Exercise aim
Present every line of the data below as a numbered list, skipping blank lines and omitting the pictures.

[Point annotations for photos]

— Start —

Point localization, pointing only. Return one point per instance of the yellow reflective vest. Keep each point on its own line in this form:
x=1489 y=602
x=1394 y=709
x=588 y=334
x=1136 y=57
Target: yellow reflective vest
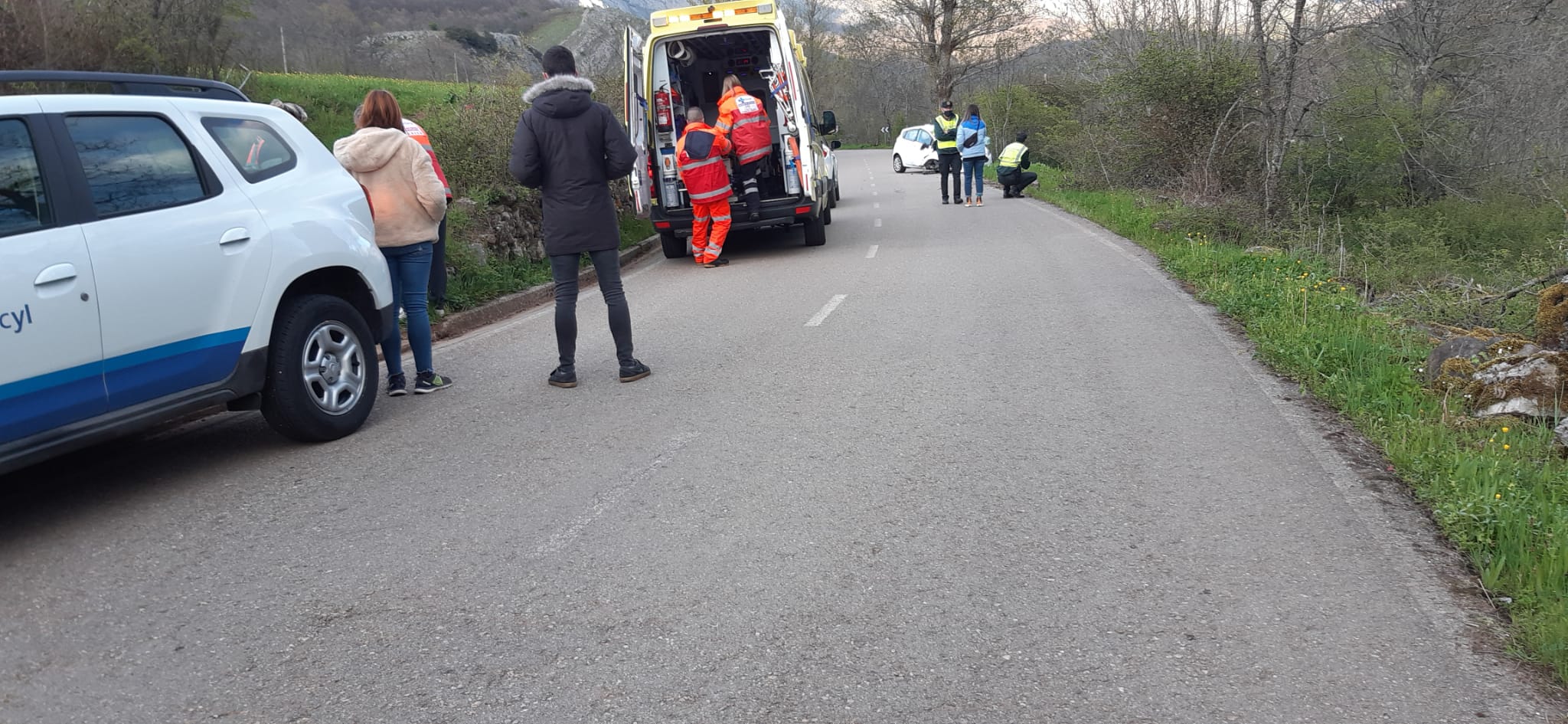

— End —

The solution
1. Point localization, pointing only. Return one point per instance of the yellow reflective vest. Keep each point on its own line in this form:
2. x=1489 y=602
3. x=1394 y=709
4. x=588 y=334
5. x=1136 y=57
6. Target: yellow reflective vest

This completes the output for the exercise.